*** Begin section ***

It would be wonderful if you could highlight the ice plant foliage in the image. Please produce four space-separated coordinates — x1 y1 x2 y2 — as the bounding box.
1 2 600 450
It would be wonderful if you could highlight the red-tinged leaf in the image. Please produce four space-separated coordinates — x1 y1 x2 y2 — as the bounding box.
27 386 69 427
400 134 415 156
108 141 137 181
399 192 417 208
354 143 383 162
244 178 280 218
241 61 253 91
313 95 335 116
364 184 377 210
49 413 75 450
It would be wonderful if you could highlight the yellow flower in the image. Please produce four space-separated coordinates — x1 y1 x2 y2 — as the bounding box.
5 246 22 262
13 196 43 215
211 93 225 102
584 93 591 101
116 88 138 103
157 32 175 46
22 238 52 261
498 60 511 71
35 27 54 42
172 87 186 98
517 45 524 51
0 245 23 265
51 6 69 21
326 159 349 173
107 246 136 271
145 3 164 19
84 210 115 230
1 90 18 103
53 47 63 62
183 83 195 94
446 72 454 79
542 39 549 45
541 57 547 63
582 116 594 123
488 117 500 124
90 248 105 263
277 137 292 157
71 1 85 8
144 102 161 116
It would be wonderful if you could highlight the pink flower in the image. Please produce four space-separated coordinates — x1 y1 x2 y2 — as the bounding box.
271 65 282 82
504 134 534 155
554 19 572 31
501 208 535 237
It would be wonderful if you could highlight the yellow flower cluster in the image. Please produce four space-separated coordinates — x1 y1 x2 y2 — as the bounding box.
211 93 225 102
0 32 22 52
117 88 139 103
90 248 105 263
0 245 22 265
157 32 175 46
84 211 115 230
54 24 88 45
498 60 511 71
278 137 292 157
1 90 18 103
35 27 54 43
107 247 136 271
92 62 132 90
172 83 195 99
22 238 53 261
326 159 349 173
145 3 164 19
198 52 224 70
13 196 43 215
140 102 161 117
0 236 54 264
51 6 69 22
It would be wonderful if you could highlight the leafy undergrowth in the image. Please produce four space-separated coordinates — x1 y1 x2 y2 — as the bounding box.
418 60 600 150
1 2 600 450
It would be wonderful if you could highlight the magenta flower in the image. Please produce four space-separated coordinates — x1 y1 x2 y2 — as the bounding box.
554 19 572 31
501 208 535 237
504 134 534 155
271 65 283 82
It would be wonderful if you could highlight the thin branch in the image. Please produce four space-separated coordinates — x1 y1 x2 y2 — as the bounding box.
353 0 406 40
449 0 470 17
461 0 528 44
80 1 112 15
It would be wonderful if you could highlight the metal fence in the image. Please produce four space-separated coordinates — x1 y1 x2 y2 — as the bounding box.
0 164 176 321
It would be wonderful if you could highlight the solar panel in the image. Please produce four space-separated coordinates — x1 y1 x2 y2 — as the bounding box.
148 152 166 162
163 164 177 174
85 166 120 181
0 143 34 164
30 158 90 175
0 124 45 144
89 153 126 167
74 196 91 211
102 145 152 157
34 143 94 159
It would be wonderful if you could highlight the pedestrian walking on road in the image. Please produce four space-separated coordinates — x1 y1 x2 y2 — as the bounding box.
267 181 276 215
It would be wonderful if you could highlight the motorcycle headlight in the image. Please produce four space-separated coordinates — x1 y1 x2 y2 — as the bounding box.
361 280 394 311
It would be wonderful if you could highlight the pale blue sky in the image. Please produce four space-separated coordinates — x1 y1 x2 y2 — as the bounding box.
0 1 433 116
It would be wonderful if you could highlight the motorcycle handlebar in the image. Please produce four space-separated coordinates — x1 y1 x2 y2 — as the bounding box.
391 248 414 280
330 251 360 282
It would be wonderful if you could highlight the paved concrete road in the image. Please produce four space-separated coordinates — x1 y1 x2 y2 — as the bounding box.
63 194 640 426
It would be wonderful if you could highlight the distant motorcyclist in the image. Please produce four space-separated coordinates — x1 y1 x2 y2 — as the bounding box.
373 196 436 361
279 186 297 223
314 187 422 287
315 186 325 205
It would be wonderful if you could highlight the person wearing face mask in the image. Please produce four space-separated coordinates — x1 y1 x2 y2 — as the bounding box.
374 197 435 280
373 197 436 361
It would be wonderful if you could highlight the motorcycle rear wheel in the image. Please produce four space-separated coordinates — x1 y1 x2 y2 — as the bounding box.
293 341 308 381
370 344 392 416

*** End section ***

What you need to do:
Your task is to restate every record word for word.

Solution:
It would be wonderful if you could highlight the ice plant foliage in the image. Please produce four space-separated coordinates — x1 y1 x2 y2 — as the bounding box.
1 2 600 450
It would be wonderful if you could highlight the red-tinged leaf in the image. Please produce four space-separated coordinates — x1 y1 x2 y2 — as the bounding box.
27 386 69 427
400 134 415 156
108 141 137 181
399 192 417 208
354 143 383 162
244 178 280 218
241 61 253 91
313 95 335 116
364 184 377 210
49 413 75 450
It would be wonderful if you could highlight the yellow flower in the image. Please produce four space-separated coordinates — x1 y1 x2 y2 — as the bounding box.
5 246 22 262
13 196 43 215
211 93 225 102
584 93 591 101
116 88 138 103
157 32 175 46
22 238 52 261
498 60 511 71
35 27 54 42
172 87 186 98
517 45 524 51
0 245 23 265
51 6 69 21
326 159 349 173
107 246 136 271
145 3 164 19
84 210 115 230
1 90 18 103
53 47 63 62
183 83 195 94
446 72 454 79
542 39 549 45
541 57 547 63
582 116 594 123
488 117 500 124
90 248 105 263
277 137 292 157
71 1 85 8
144 102 161 116
It would be wonderful if you could highlight the pink flower in the image. Please produce four space-separated coordinates — x1 y1 x2 y2 — as the bounding box.
271 65 282 82
504 134 534 155
554 19 572 31
501 208 535 237
It would be wonderful if you could highlight the yellow flower cluster in the image. Please produce four space-separated coordinates — x1 y1 x2 y2 — as the bounding box.
211 93 225 102
0 32 22 52
117 88 139 103
90 248 105 263
0 245 22 265
157 32 175 46
84 211 115 230
54 24 88 45
498 60 511 71
278 137 292 157
1 90 18 103
35 27 54 43
107 247 136 271
92 62 132 90
172 83 195 99
22 238 53 261
326 159 349 173
145 3 164 19
198 52 224 70
13 196 43 215
140 102 161 117
0 236 54 264
51 6 69 22
It would be wonderful if you could highlight the leafy undergrowth in the image. Please produce four space-separated coordinates — x1 y1 x2 y2 — as the bounding box.
418 60 600 150
1 2 600 450
It would be wonderful if you could highlight the magenta flower in the image. Please produce four space-separated coordinates — x1 y1 x2 y2 — as the bounding box.
554 19 572 31
501 208 535 237
504 134 534 155
271 65 283 82
It would be wonderful if you could highlight the thin branch in the image. Please produce four space-separated coordinates — x1 y1 x2 y2 — as the bounding box.
353 0 406 40
449 0 470 17
461 0 528 44
80 1 112 15
It would be wonderful if you could highlight the metal fence in the image. Please produce four space-separated coordinates — x1 y1 x2 y2 — as the bounding box.
0 164 176 321
It would be wonderful if you could highlight the solar panel in the image. Please produce four space-separated coordinates — x1 y1 x2 y2 — as the bounding box.
148 152 166 162
163 164 177 174
85 166 120 181
0 143 34 164
30 158 90 175
0 124 45 144
89 153 126 167
74 196 91 211
102 145 152 157
34 143 94 159
It would be wonderful if you could highlight the pedestrian walking on road in the image. Please produce four space-separated coordinates — x1 y1 x2 y2 — as the bounding box.
267 181 276 215
It would be wonderful if you could highlight the motorcycle headlight in the image. Please produce four space-separated coordinates — x1 y1 x2 y2 — as the bounding box.
361 280 394 311
It would be wonderful if you could highlight the pale blue sky in the image. Please produce four space-separated coordinates — x1 y1 x2 y2 — as the bounding box.
0 1 433 116
It would be wonderful if you could highlight the motorcycle handlebar in the image. Please produce four space-separated coordinates — x1 y1 x2 y2 — as the bounding box.
391 248 414 280
330 251 360 282
It would be wonderful if you could highlight the paved concrete road in the image. Please produce four space-separated coordinates — x1 y1 x2 y2 — as the bounding box.
63 194 640 426
It would be wonderful if you could highlight the distant motorcyclist in the image. Please produce four space-separated coordinates — x1 y1 x2 y2 — as the bounding box.
373 196 436 361
279 186 297 223
314 187 422 287
315 186 325 205
It would be wonderful if you could highlight the person wearing face mask in the image. Please produce four space-separated coordinates — x1 y1 x2 y2 — as the bounding box.
374 197 435 280
373 197 436 361
It would be wonderful if you could highlight the motorcycle rear wheel in the image. Please produce four space-separated coordinates — x1 y1 x2 y2 — as the bounding box.
293 341 308 381
370 344 392 416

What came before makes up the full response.